** Begin DATA FOR PROCESSING **
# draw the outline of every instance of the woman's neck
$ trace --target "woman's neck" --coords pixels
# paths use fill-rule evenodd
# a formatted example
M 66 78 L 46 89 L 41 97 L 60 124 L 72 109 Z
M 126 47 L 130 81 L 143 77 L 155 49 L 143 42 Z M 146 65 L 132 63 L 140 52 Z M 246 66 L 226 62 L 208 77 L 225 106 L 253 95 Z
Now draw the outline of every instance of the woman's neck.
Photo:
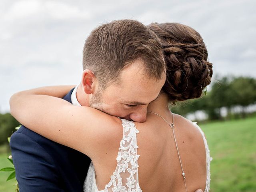
M 167 96 L 164 94 L 160 94 L 156 100 L 148 105 L 147 110 L 159 114 L 170 114 L 169 100 Z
** End DATA FOR PROCESSING **
[CHALLENGE]
Convert every line of the entries above into a JSON list of strings, with one string per line and blank lines omitted. Leave the pictures out of the list.

[RESULT OF THE TASK]
[
  "# draw the outline of every instance of the woman's neck",
  "$ trace --target \"woman's neck\" --coords pixels",
  "# paths use fill-rule evenodd",
  "# a formatted example",
  "M 66 78 L 46 89 L 41 97 L 60 124 L 72 109 Z",
  "M 126 47 L 130 81 L 143 77 L 155 49 L 143 42 Z M 146 65 L 132 63 L 140 52 Z M 246 66 L 226 62 L 208 77 L 225 106 L 253 95 Z",
  "Now draw the outline of every instance of the woman's neck.",
  "Photo:",
  "M 167 96 L 164 94 L 160 94 L 156 100 L 148 105 L 147 110 L 159 114 L 170 114 L 169 100 Z"
]